What is asked
Exactly and only the lines from the one containing "Plain rules. Mark every instance of the coil" through the close of the entries below are to be set down.

Raw records
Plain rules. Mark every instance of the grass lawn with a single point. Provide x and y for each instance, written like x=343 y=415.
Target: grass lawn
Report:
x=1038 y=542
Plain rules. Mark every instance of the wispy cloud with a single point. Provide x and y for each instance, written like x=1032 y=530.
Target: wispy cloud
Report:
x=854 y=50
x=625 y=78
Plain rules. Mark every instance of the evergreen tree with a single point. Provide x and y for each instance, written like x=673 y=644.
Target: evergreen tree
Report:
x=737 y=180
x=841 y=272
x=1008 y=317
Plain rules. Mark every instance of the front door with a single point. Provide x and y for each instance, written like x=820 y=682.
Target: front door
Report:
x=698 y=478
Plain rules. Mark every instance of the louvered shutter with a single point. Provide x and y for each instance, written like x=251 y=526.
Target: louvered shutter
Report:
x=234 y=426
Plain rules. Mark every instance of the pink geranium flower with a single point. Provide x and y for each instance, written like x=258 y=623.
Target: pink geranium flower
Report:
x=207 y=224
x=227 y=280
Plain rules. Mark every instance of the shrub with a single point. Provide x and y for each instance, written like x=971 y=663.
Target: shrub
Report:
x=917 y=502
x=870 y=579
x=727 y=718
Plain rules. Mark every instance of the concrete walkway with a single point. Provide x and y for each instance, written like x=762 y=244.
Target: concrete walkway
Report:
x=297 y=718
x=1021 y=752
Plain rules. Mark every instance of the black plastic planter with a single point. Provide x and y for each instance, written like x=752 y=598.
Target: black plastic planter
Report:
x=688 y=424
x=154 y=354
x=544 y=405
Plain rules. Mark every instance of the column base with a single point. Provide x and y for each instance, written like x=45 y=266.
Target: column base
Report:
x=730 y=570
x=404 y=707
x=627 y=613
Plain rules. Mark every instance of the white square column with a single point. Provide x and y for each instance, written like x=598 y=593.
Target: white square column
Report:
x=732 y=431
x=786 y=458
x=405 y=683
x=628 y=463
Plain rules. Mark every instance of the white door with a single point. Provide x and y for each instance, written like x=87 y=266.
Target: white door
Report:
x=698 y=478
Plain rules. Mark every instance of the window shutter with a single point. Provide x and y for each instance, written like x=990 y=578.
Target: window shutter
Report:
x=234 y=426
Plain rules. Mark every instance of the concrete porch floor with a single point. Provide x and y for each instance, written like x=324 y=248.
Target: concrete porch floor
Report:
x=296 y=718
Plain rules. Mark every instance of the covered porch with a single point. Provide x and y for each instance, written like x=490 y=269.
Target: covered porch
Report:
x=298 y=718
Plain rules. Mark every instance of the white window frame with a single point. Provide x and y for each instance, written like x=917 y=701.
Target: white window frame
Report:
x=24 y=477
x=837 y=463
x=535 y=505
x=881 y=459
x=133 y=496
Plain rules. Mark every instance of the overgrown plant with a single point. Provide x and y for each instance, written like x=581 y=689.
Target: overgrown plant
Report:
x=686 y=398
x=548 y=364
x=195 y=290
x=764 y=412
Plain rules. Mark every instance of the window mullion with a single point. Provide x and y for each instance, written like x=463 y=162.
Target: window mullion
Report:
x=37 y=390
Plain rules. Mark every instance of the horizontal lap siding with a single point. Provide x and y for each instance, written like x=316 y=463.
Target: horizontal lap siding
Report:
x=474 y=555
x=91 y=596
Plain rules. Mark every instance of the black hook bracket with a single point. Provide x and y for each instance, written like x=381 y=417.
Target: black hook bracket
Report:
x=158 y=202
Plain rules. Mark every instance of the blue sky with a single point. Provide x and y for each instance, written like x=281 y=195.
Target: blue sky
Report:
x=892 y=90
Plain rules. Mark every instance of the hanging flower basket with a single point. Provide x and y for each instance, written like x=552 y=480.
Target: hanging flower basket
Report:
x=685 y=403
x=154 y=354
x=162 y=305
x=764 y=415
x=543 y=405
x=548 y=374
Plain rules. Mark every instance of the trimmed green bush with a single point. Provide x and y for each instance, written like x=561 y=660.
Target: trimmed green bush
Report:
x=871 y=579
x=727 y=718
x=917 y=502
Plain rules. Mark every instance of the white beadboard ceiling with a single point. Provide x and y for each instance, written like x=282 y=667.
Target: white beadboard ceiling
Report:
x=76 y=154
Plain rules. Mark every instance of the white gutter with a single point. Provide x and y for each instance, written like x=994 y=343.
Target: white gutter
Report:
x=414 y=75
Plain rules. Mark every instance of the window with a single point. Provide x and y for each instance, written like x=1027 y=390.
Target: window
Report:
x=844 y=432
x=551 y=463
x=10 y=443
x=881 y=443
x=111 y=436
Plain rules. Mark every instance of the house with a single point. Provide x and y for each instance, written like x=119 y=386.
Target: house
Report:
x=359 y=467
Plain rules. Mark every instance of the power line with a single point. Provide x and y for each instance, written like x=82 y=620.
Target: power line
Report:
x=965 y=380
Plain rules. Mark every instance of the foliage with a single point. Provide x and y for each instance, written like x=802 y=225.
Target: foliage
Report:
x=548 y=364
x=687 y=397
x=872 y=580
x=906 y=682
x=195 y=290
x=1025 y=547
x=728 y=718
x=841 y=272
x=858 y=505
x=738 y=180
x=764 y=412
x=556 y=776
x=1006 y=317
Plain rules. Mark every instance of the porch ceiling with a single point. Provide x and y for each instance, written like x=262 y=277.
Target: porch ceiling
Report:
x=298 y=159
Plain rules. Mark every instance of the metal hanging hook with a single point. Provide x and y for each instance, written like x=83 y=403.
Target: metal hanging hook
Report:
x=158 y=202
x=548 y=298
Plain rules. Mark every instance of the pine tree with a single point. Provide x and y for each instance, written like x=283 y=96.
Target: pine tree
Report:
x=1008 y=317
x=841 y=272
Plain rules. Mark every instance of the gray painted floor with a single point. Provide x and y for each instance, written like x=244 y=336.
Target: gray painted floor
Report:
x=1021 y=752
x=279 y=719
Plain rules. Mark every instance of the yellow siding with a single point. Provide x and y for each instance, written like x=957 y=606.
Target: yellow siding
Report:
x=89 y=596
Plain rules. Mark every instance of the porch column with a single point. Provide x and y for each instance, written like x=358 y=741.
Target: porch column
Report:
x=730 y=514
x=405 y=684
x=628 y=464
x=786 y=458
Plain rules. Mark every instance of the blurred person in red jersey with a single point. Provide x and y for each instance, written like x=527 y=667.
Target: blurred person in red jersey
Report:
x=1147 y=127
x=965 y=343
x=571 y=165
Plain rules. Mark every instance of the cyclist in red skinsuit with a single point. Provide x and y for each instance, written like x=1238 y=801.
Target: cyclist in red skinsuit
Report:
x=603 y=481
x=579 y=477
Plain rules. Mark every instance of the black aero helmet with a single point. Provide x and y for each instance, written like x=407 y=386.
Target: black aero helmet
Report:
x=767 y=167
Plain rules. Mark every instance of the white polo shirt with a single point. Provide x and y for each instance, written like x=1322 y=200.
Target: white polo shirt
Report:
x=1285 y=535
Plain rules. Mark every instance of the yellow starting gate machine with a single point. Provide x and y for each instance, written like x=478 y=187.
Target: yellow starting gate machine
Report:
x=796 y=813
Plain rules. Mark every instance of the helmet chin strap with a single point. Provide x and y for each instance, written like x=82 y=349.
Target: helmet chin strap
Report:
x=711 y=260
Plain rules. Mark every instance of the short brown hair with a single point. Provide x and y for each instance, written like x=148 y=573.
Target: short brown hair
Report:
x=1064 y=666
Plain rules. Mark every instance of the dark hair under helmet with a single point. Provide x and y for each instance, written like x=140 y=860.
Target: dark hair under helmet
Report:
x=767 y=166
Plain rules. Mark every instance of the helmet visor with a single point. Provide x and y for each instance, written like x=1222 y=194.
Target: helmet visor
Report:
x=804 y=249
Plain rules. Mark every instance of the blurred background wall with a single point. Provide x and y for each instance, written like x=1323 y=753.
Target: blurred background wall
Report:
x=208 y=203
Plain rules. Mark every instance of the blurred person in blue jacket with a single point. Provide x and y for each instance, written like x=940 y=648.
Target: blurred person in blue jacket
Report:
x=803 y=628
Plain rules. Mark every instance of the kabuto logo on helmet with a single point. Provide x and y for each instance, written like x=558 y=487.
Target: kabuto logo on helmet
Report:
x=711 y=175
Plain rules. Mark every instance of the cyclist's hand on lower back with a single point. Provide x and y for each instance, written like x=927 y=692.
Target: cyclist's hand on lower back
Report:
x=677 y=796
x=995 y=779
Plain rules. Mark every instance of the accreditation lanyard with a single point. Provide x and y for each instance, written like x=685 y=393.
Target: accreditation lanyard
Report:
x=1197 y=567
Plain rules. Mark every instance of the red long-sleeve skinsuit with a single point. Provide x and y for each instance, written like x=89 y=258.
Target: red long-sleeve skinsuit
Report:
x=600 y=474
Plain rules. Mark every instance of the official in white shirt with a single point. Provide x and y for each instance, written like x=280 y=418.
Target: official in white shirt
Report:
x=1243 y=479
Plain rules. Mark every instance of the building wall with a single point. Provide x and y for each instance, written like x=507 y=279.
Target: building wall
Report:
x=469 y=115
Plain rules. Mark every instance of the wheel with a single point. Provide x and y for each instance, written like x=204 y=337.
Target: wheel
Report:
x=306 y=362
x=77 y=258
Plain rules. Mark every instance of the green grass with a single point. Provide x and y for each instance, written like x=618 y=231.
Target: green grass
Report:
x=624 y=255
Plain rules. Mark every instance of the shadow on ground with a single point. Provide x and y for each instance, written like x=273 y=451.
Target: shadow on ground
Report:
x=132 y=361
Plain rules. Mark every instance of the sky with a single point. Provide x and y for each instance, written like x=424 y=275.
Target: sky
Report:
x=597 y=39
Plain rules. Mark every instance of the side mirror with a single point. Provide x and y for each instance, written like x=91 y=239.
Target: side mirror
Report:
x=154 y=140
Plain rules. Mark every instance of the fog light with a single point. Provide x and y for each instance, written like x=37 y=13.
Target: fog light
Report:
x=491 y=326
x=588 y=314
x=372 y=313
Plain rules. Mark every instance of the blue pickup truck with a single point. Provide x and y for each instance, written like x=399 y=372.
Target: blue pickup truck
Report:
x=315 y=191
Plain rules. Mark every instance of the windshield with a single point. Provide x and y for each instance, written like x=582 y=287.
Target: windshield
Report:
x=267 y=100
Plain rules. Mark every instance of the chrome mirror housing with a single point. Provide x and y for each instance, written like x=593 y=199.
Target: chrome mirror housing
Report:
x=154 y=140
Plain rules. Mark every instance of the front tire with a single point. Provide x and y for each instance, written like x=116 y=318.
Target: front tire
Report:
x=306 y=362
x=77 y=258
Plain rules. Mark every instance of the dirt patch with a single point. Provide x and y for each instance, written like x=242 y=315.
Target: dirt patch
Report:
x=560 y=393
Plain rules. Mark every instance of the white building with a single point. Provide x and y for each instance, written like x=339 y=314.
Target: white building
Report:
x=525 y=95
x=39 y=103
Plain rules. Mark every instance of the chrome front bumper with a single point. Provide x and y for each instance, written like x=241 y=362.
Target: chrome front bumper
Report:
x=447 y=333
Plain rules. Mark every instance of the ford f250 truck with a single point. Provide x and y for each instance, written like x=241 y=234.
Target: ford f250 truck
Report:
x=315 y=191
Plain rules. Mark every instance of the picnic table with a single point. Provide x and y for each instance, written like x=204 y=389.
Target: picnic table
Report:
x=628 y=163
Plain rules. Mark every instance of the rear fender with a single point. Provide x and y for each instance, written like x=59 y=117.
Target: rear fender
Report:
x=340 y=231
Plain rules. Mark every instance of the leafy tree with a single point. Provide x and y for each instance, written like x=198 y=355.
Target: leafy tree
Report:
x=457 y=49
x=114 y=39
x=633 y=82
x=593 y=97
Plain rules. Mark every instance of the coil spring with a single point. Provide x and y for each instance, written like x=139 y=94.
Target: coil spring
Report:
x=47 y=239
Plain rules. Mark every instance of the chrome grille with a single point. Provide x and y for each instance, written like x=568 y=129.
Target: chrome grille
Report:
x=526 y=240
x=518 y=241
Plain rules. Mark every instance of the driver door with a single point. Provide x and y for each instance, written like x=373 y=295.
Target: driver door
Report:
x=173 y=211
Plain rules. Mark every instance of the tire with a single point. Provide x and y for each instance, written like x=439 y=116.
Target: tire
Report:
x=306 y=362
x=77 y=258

Output for this exercise
Plain rules. Mark every instance of the coil spring with a single point. Provide x and y for each instance, written like x=139 y=94.
Target: coil spring
Report:
x=47 y=239
Plain rules. Mark every instance of the chrome grille with a single point. Provide x and y for each instance, written like x=568 y=129.
Target: chrome grille
Report:
x=526 y=240
x=518 y=241
Plain rules. Mark every instance of the driver door with a single point. Provide x and y for each instance, written like x=373 y=295.
Target: driver door
Report:
x=173 y=211
Plain rules. Mark every instance of the tire with a single point. Provide x and y for each instance, written like x=439 y=116.
Target: tire
Report:
x=306 y=362
x=77 y=258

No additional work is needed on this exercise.